* DOCUMENT SEGMENT *
------------------------------------------------------------
We see this with the women whose lives were impacted by Jesus and who then supported Jesus and the disciples (Luke 8:1-3); the early church where the result of proclamation is described in terms of generosity among those who believed (Acts 4:33-34); the church in Philippi planted by Paul who immediately became his supporter (Philippians 4:15); Paul’s criticism of the church in Corinth for not following the expected pattern due to their lack of generosity (1 Corinthians 9; 2 Corinthians 8+9).

This leaves us with two crucial questions.

  1. What is missing in our proclamation of the gospel if it doesn't automatically create generosity in the hearts of those who respond?  John the Baptist’s measures of repentance were primarily related to stewardship and generosity - giving to those in need, being honest in business and not being materialistic (Luke 3:1-14).  Those are not measures we normally use to determine if repentance has taken place, so what's missing?  I’ll leave it to others more qualified than me to offer answers to this – but it does need answered.
  2. How can we move from a linear MPD model to a more cyclical model if we can't start the proclamation until we have 100% of the resourcing in place?   What steps can we take to bend the straight line into more of a circle?
------------------------------------------------------------
* RAW DATA *

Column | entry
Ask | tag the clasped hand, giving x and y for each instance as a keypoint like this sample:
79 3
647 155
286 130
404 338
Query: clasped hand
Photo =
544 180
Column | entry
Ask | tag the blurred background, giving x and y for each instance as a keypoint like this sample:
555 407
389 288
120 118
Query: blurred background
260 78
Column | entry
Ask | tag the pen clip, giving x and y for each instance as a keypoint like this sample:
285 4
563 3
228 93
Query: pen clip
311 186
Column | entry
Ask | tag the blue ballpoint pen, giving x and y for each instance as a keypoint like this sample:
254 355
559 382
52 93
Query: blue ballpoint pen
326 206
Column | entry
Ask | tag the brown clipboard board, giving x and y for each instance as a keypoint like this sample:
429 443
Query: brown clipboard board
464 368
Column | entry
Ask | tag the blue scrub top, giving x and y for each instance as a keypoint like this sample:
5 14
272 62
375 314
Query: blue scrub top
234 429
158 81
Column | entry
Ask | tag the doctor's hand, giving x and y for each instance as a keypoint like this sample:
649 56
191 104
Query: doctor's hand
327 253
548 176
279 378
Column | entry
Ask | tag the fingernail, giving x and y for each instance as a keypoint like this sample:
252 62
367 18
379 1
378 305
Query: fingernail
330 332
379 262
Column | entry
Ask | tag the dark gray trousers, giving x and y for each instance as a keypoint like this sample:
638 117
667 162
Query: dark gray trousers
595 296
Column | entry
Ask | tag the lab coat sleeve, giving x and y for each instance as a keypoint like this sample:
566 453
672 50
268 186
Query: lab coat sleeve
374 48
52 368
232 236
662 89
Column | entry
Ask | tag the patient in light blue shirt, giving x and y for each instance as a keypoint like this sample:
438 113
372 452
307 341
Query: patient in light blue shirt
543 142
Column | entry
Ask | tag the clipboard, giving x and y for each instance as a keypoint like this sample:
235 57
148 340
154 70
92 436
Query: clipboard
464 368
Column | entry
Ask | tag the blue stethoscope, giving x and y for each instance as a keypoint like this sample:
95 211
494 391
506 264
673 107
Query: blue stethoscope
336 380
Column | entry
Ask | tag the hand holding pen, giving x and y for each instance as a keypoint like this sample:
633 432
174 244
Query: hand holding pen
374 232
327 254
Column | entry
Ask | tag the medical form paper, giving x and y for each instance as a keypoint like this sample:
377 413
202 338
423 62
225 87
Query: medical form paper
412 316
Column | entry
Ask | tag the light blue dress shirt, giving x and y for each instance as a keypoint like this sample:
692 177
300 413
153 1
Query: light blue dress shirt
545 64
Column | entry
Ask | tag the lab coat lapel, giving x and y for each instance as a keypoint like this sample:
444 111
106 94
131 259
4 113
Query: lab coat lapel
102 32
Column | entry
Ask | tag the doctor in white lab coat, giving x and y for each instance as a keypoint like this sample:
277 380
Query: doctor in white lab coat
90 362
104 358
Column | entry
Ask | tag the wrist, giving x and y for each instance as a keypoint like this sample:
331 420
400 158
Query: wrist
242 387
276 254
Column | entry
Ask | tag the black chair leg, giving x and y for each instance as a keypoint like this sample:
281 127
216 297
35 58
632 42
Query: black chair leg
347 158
------------------------------------------------------------
* TO BE DONE *
(a) Translate this sentence from the passage on generosity into Spanish: "What steps can we take to bend the straight line into more of a circle?"
(b) Please transcribe the passage on generosity from "2. How can we" up to and including "of a circle?".
The records were taken from a separate source.

* ANSWERS BY TASK *
(a) ¿Qué pasos podemos dar para doblar la línea recta y convertirla en algo más parecido a un círculo?

(b)
2. How can we move from a linear MPD model to a more cyclical model if we can't start the proclamation until we have 100% of the resourcing in place?   What steps can we take to bend the straight line into more of a circle?